▶ [What to do]: Extract every line of the material below and reproduce each one without any change.

------ Given records ------

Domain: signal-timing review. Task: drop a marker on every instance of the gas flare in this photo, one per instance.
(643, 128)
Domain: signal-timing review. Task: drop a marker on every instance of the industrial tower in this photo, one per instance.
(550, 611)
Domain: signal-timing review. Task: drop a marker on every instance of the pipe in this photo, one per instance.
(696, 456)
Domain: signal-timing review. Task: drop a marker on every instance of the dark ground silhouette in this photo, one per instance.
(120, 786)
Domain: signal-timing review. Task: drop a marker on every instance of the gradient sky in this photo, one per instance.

------

▶ [Final result]:
Domain: signal-timing review. Task: drop a marker on every instance of the gas flare in this photo, one per instance.
(643, 128)
Domain: signal-timing review. Task: drop a marker on every instance of the industrial tower in this photo, one per instance.
(550, 611)
Domain: signal-timing review. Task: drop a marker on every instance of the pipe in this photo, one per instance.
(696, 456)
Domain: signal-timing review. Task: drop a marker on every instance of the dark ground silhouette in this photo, one per instance.
(120, 786)
Domain: signal-timing review. Task: drop a marker on every instance of the gradient sky in this photo, one per instance.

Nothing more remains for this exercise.